Activity: Copy out the full post about the cancer scare, word for word.

Exercise passage:

BEGIN

This is one of five paintings I made in early 2016, after I had a cancer scare.

Blood No. 4

And I’m having the same scare again.

At the beginning of July, I started a new blood thinner. My insurance wasn’t going to cover Eliquis anymore, so my hematologist switched me to Xarelto. He said it shouldn’t be a big deal.

About three weeks after I started on the Xarelto, I started bleeding–I thought I was getting my period. And then it kept coming. I’ve been bleeding for almost three weeks now.

I reached out to my hematologist, and they looked at my labs and I mentioned my concerns about a recurrence of pre-cancerous cells in my endometrium–complex hyperplasia with atypia, it’s called–and he decided to defer to gynecology.

So I called the gynecology practice and after a bit of discussion, we decided that I’d go in for a pelvic ultrasound. They were able to fit me in this morning at Wilmington Hospital. This is the sort of ultrasound where you have to drink a lot of water beforehand so they can then press very hard on your bladder with the wand.

The tech wasn’t able to get as good of images as she’d hoped from the pelvic, so she suggested that we also do a trans-vaginal ultrasound. The one I had 6 years ago, the tech was pretty brusque and unfriendly. The tech today was very kind and gentle and told me when she was going to be moving the wand and in what direction. It was still extremely upsetting and I dissociated for at least part of it.

END

Input data:
BEGIN

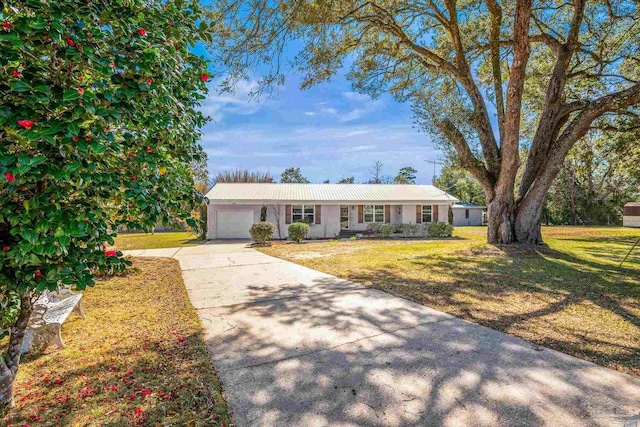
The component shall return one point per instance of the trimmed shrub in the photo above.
(440, 229)
(298, 231)
(261, 232)
(409, 230)
(383, 231)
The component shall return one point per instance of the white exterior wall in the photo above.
(459, 220)
(329, 227)
(631, 221)
(330, 217)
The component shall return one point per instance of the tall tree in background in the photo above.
(98, 128)
(349, 180)
(406, 175)
(459, 183)
(553, 72)
(292, 176)
(241, 176)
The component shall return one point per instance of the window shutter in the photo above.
(287, 214)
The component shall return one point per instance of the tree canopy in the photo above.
(99, 126)
(239, 175)
(293, 175)
(406, 175)
(485, 77)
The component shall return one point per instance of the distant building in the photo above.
(631, 215)
(467, 214)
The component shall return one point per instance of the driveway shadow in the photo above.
(363, 357)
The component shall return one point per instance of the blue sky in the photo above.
(328, 131)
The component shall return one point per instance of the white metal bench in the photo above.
(48, 314)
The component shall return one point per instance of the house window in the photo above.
(426, 213)
(303, 213)
(374, 213)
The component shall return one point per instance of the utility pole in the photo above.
(433, 178)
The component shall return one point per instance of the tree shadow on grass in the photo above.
(318, 354)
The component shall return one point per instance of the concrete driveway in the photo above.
(296, 347)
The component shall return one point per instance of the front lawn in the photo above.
(177, 239)
(137, 359)
(569, 296)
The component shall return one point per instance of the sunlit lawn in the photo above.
(137, 359)
(569, 296)
(155, 241)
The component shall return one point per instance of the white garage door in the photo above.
(234, 225)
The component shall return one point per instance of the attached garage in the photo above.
(631, 215)
(234, 224)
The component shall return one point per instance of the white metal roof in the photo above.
(245, 193)
(463, 205)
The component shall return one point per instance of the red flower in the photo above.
(27, 124)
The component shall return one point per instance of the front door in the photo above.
(344, 217)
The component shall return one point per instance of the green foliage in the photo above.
(298, 231)
(293, 175)
(262, 232)
(440, 229)
(99, 127)
(242, 176)
(459, 183)
(381, 230)
(348, 180)
(594, 183)
(406, 175)
(410, 230)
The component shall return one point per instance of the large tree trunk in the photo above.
(10, 361)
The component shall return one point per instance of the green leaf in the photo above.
(70, 95)
(20, 86)
(37, 24)
(73, 128)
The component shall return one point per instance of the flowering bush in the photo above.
(383, 231)
(410, 230)
(99, 125)
(262, 232)
(298, 231)
(440, 229)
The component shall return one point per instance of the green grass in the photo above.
(568, 295)
(137, 359)
(156, 241)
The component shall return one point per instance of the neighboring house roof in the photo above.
(463, 205)
(228, 192)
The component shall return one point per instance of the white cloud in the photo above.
(240, 102)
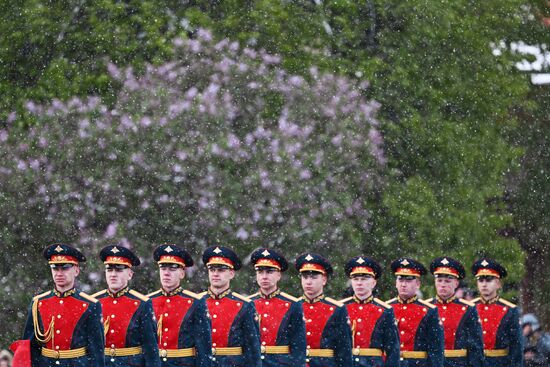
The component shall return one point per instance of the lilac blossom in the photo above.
(198, 148)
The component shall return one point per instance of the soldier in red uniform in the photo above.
(282, 327)
(502, 338)
(235, 333)
(374, 332)
(328, 333)
(182, 317)
(64, 325)
(130, 327)
(461, 327)
(420, 330)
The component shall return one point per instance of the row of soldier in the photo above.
(175, 327)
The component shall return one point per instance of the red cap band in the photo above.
(447, 271)
(270, 263)
(62, 259)
(118, 260)
(313, 267)
(407, 272)
(171, 259)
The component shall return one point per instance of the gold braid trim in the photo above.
(48, 333)
(353, 331)
(159, 327)
(106, 324)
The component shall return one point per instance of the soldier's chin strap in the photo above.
(47, 335)
(353, 331)
(159, 327)
(106, 324)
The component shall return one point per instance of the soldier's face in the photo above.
(64, 277)
(407, 288)
(118, 279)
(313, 284)
(363, 285)
(267, 279)
(488, 286)
(170, 277)
(220, 278)
(445, 287)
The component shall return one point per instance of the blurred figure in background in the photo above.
(5, 358)
(536, 343)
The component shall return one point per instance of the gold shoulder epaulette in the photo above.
(382, 303)
(427, 303)
(290, 297)
(138, 295)
(466, 302)
(334, 302)
(41, 295)
(88, 297)
(154, 293)
(99, 293)
(507, 303)
(191, 294)
(240, 296)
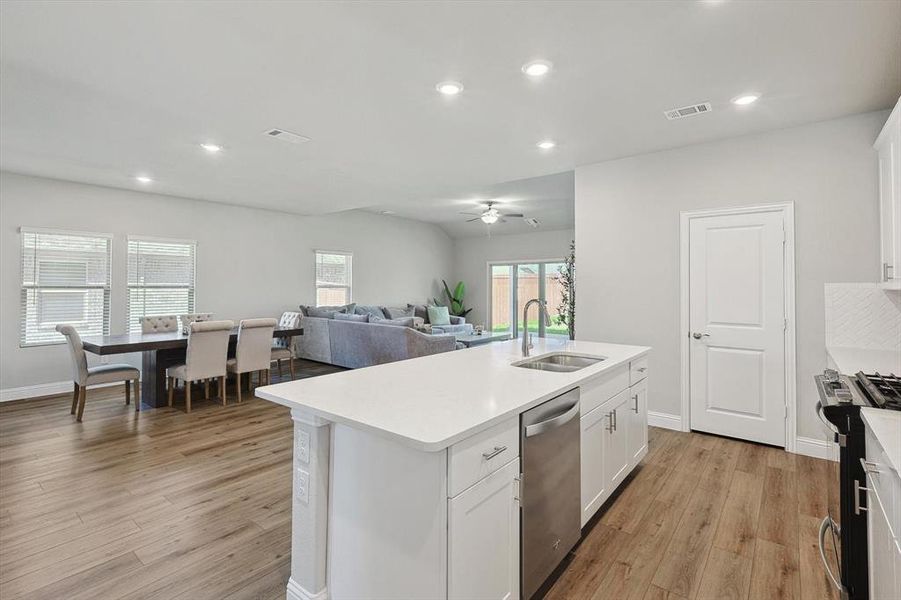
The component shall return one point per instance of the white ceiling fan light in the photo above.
(449, 88)
(537, 68)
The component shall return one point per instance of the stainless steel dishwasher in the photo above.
(549, 439)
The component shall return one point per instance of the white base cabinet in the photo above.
(614, 433)
(483, 538)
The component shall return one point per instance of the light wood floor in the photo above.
(165, 505)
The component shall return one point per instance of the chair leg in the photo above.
(82, 396)
(74, 400)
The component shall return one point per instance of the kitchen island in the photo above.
(406, 475)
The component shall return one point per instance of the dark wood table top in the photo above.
(142, 342)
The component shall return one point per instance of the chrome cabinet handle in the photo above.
(826, 524)
(492, 453)
(857, 489)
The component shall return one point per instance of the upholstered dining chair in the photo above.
(159, 324)
(283, 348)
(253, 352)
(205, 359)
(85, 375)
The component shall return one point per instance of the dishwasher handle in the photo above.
(553, 422)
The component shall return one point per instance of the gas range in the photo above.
(845, 525)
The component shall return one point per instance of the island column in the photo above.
(309, 518)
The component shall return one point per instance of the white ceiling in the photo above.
(98, 92)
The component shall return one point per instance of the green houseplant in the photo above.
(566, 275)
(455, 300)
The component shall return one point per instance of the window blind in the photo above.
(334, 274)
(65, 279)
(160, 279)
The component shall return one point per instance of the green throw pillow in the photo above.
(438, 315)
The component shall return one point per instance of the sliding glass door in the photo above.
(513, 285)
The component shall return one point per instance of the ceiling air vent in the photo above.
(687, 111)
(287, 136)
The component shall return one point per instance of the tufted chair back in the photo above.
(287, 320)
(159, 324)
(254, 351)
(76, 351)
(207, 349)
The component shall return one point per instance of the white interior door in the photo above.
(737, 325)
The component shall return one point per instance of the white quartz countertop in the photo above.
(851, 360)
(886, 427)
(432, 402)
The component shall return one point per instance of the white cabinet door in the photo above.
(616, 441)
(483, 538)
(638, 422)
(594, 491)
(885, 582)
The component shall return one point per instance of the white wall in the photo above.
(627, 235)
(250, 262)
(471, 257)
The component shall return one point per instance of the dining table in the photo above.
(160, 351)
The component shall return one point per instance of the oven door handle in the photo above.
(840, 437)
(824, 527)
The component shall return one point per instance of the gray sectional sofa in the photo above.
(356, 344)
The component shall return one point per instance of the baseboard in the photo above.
(664, 420)
(43, 389)
(812, 447)
(296, 592)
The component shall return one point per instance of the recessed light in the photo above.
(745, 100)
(449, 88)
(537, 68)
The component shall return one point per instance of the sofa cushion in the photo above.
(401, 322)
(347, 317)
(438, 315)
(364, 309)
(348, 308)
(397, 312)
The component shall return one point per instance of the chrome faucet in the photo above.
(526, 336)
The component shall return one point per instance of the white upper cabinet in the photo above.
(888, 145)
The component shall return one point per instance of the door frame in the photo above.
(788, 259)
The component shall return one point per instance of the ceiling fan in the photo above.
(490, 215)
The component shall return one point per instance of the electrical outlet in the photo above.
(302, 492)
(303, 447)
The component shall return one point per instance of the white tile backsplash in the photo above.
(860, 315)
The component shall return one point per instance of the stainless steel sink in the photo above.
(560, 362)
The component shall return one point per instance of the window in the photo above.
(65, 279)
(160, 279)
(334, 273)
(514, 284)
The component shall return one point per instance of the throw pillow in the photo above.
(347, 317)
(438, 315)
(363, 309)
(396, 312)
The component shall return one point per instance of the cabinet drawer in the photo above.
(480, 455)
(638, 370)
(595, 392)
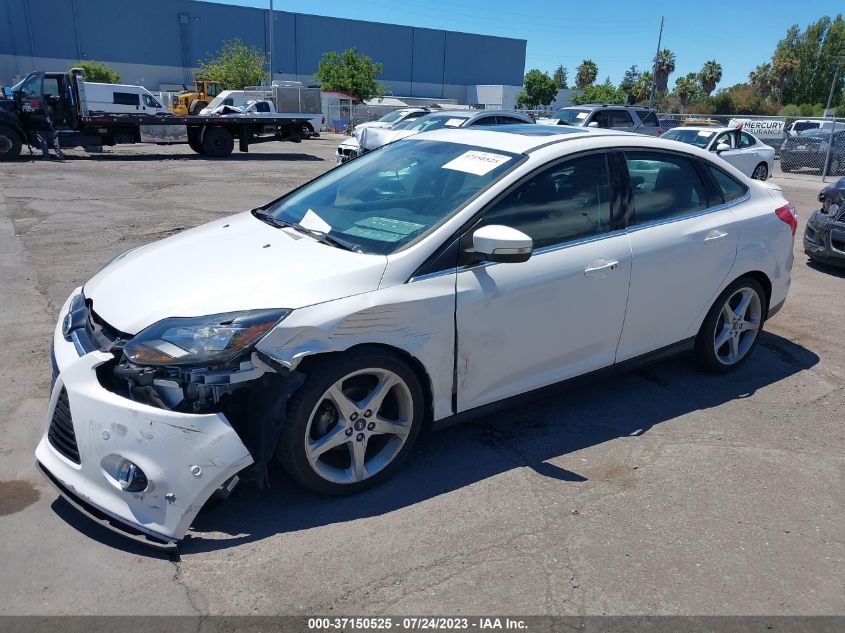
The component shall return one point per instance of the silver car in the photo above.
(612, 117)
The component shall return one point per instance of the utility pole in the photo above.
(833, 121)
(654, 67)
(272, 19)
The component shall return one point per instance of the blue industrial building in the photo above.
(157, 43)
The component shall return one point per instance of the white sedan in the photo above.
(420, 283)
(742, 150)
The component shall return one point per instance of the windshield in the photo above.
(383, 200)
(699, 138)
(571, 116)
(390, 117)
(432, 122)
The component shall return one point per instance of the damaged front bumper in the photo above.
(824, 238)
(98, 438)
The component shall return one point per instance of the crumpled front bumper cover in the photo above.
(824, 239)
(185, 456)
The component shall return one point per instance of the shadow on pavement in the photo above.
(562, 420)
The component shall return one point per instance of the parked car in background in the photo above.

END

Response area:
This is one of five paintings I made in early 2016, after I had a cancer scare.

Blood No. 4

And I’m having the same scare again.

At the beginning of July, I started a new blood thinner. My insurance wasn’t going to cover Eliquis anymore, so my hematologist switched me to Xarelto. He said it shouldn’t be a big deal.

About three weeks after I started on the Xarelto, I started bleeding–I thought I was getting my period. And then it kept coming. I’ve been bleeding for almost three weeks now.

I reached out to my hematologist, and they looked at my labs and I mentioned my concerns about a recurrence of pre-cancerous cells in my endometrium–complex hyperplasia with atypia, it’s called–and he decided to defer to gynecology.

So I called the gynecology practice and after a bit of discussion, we decided that I’d go in for a pelvic ultrasound. They were able to fit me in this morning at Wilmington Hospital. This is the sort of ultrasound where you have to drink a lot of water beforehand so they can then press very hard on your bladder with the wand.

The tech wasn’t able to get as good of images as she’d hoped from the pelvic, so she suggested that we also do a trans-vaginal ultrasound. The one I had 6 years ago, the tech was pretty brusque and unfriendly. The tech today was very kind and gentle and told me when she was going to be moving the wand and in what direction. It was still extremely upsetting and I dissociated for at least part of it.